Would you output the whole listing below, exactly as it reads?
----------------------------------------
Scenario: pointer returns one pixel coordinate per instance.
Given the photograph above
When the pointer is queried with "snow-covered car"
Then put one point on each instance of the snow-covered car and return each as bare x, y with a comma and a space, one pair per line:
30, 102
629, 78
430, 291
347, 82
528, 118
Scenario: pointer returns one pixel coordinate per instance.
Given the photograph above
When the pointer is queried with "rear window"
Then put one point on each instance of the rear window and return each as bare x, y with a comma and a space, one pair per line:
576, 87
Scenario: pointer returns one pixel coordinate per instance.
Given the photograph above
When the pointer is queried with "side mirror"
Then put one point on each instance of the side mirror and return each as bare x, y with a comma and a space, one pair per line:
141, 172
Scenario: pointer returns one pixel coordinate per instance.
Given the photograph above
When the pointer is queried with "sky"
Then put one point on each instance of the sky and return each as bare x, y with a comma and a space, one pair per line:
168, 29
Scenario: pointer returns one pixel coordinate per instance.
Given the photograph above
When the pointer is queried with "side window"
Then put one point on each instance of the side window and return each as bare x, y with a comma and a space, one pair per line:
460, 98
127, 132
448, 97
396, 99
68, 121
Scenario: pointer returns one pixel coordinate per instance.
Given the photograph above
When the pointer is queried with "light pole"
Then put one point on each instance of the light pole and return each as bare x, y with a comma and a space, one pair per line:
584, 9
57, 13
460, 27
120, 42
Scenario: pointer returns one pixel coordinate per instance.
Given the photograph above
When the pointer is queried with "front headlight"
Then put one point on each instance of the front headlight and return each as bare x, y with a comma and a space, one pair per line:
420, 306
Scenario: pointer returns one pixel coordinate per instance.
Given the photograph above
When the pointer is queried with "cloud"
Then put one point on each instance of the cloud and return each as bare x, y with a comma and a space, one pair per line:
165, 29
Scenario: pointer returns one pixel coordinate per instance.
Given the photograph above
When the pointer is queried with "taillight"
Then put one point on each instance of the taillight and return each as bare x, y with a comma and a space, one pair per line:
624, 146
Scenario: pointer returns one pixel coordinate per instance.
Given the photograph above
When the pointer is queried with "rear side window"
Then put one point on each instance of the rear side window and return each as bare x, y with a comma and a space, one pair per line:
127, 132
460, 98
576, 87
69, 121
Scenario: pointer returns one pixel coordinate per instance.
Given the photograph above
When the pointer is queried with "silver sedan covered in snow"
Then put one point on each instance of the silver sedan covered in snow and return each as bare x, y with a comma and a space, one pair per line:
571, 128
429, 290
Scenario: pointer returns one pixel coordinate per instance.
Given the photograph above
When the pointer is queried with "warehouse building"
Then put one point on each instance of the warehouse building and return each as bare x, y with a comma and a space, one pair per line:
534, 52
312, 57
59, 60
----------------------------------------
* **Answer to the problem**
Scenario: pointer returns one pixel coordinate per instance.
Given the photograph above
When the pointer is queried with "snow-covered car"
Then put one point on each instance of the snow-covered car and return each as bare x, y with a comma and a space, one pair per line:
30, 102
629, 78
430, 291
347, 82
528, 118
Scenario: pointer returns one pixel coordinate per instance.
Given the photograph above
When the pointer is queried with "rear window"
Then put one point on each instance of the rear window and return each as bare x, y with a comma and a space, one pair per line:
576, 87
Scenario: pointer returns one pixel coordinate per instance.
Given the photograph above
When the pointer is queried with "side mirror"
Then put one point on each instance of the side mirror and return each as bare x, y with a comma and a space, one pair per line:
141, 172
Scenario: pointer returns one pixel coordinate per instance.
Given the photograph above
When the pointer is queried with "sky"
Then put one point on each instance of the sky and return each as bare x, y with a comma and a space, one pair per line:
168, 29
Scenario: pointer returns one pixel coordinate per instance.
Given the photograph above
When the pointer is queried with "side window"
Then put one point on each instance of the side window and return each as bare x, y with a comma and a space, one pair per line:
460, 98
127, 132
448, 97
396, 99
68, 121
Scenario: pointer returns one pixel coordinate per instance.
Given the photograph above
When the pointer is queried with "light pole"
Then put one point on each instance of the light pole and return each as bare x, y with a comma and a space, one pair per line:
584, 9
57, 13
460, 27
120, 42
Scenario: pointer returns one pixel coordinate per instance.
Given the photograph above
When the pointer is queried with "front headlight"
Then put one point on each instance of the front headlight and return each as bare x, y with a comma and a space, one pair per line:
420, 306
Scenario: pointer returns one pixel coordinate per instance.
Given the photograph above
When the pointer is queried with "cloud"
Then put one point on each instance of the cloud and return each as bare x, y with a comma and a space, one pair per line:
165, 29
Scenario: pointer returns one pixel coordinate per instance.
Given the photograph above
When the pointer is queried with "taillight"
Then put one point on each instance of the taillight and return each as bare x, y with a comma and a space, one pair per line:
624, 146
Scenario: pointer returns one pixel coordinate per instance.
Given the photograph above
When the pointer is queried with "rear side window"
Then put one point on each instance of the rear side window and return each as bare x, y with a comma and a space, one pair per line:
127, 132
460, 98
576, 87
69, 121
Scenario: pointer returns one pixel coordinate per instance.
Given the photograph above
When the pointer is queried with "silver sedan covered in snow"
Then put one point on each instance of the silver sedan covered in snow and return each as bare x, y with a comma and a space, one pair per line:
571, 128
429, 290
Scenario: pointer returns one pixel coordinate per instance.
Given the photograph above
When the pointer is queried with "warehouse building"
Then put one point on each instance of the warehouse building and return each as bare x, y with a comma and a space, one pair per line:
534, 52
312, 57
59, 60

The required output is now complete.